Your objective: Each entry is to be output precisely as it appears.

====== Extracted information ======

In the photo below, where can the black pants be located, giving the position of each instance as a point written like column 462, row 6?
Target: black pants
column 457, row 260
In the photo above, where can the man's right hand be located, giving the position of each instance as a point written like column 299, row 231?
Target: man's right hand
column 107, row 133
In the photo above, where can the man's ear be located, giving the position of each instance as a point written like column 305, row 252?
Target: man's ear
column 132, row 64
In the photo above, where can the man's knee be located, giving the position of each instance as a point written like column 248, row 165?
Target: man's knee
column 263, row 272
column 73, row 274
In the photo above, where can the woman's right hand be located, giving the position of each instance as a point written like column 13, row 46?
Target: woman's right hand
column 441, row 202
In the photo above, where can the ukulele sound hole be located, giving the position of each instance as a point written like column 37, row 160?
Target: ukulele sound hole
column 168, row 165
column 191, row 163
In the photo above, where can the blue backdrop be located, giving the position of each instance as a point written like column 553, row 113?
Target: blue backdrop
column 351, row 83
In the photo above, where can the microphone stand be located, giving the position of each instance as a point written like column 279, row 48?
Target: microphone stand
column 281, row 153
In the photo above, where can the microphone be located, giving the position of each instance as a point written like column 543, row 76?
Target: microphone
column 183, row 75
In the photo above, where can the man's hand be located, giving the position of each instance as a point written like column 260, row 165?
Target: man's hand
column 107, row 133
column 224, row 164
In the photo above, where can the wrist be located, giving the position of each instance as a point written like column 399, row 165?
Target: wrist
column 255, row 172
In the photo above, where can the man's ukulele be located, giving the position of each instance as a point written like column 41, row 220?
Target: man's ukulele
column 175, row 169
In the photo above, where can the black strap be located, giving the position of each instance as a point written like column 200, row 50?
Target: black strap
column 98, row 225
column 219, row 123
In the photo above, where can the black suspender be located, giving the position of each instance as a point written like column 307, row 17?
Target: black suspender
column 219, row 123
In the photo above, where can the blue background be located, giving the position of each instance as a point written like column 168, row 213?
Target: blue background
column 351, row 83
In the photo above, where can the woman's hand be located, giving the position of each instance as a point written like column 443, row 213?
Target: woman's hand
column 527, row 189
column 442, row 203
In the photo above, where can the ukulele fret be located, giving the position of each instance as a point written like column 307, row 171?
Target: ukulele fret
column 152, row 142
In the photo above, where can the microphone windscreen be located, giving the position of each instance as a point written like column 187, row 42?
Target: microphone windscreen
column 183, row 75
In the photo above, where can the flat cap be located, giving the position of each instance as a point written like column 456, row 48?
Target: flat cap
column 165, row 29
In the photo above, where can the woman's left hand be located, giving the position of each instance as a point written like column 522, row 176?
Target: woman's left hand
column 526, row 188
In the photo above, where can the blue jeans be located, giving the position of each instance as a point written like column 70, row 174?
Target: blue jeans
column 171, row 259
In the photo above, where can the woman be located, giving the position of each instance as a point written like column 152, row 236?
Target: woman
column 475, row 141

======

Your response:
In the photo below, where can the black pants be located, giving the position of each instance as a point written like column 462, row 6?
Target: black pants
column 457, row 260
In the photo above, where can the man's right hand be located, giving the position of each instance as a point written like column 299, row 231?
Target: man's right hand
column 107, row 133
In the photo above, where can the man's ear be located, giving the position of each instance as a point written like column 305, row 252?
Target: man's ear
column 132, row 64
In the photo above, where can the man's knee be located, giving the position of each instance as a point written like column 248, row 165?
Target: man's knee
column 263, row 272
column 73, row 274
In the photo above, where can the woman's right hand be located, giving the position of each instance as a point written like column 13, row 46?
Target: woman's right hand
column 441, row 202
In the photo above, where can the ukulele sound hole be located, giving the position of each instance as a point written like column 37, row 160?
Target: ukulele sound hole
column 168, row 165
column 191, row 163
In the photo above, where can the blue backdrop be located, giving the position of each instance as a point written like column 553, row 113?
Target: blue backdrop
column 351, row 83
In the photo above, where can the microphone stand be located, giving the position of each instance as a point written like column 279, row 48?
Target: microphone stand
column 281, row 153
In the photo above, where can the microphone be located, giving the position of each instance as a point written like column 543, row 76?
Target: microphone
column 183, row 75
In the photo above, where can the man's hand be located, giving the position of each instance as a point written like column 260, row 165?
Target: man's hand
column 107, row 133
column 224, row 164
In the photo above, where can the wrist be located, giving the position of each instance as a point written like column 399, row 165?
Target: wrist
column 255, row 172
In the photo above, where can the man's ukulele be located, giving the position of each instance as a point written like column 41, row 220?
Target: man's ukulele
column 175, row 169
In the photo above, where can the black strap be located, giving the position of each instance as a point written like column 200, row 50?
Target: black strap
column 98, row 225
column 219, row 123
In the photo above, where can the black suspender be located, giving the position of each instance as a point written like column 307, row 17?
Target: black suspender
column 219, row 123
In the photo above, where can the blue background be located, giving the position of each instance as a point written like column 168, row 213?
Target: blue background
column 351, row 83
In the photo above, where can the woman's hand be located, giving the position of each instance as a point written like column 443, row 213?
Target: woman's hand
column 527, row 189
column 442, row 203
In the photo above, where can the ukulele fret be located, giving the position of each instance as a point written like column 307, row 171?
Target: ukulele fret
column 152, row 142
In the photo above, where can the microphone windscreen be located, giving the position of each instance as a point written like column 187, row 42?
Target: microphone windscreen
column 183, row 75
In the photo above, where can the flat cap be located, giving the position of each instance as a point written like column 456, row 48?
Target: flat cap
column 165, row 29
In the photo above, where can the woman's left hand be located, giving the position of each instance as a point written like column 522, row 176?
Target: woman's left hand
column 526, row 188
In the photo above, where can the blue jeans be located, giving the position of each instance as a point written like column 70, row 174?
Target: blue jeans
column 171, row 259
In the photo above, where can the woman be located, giving the position of each instance as a point written like column 152, row 236?
Target: woman
column 475, row 141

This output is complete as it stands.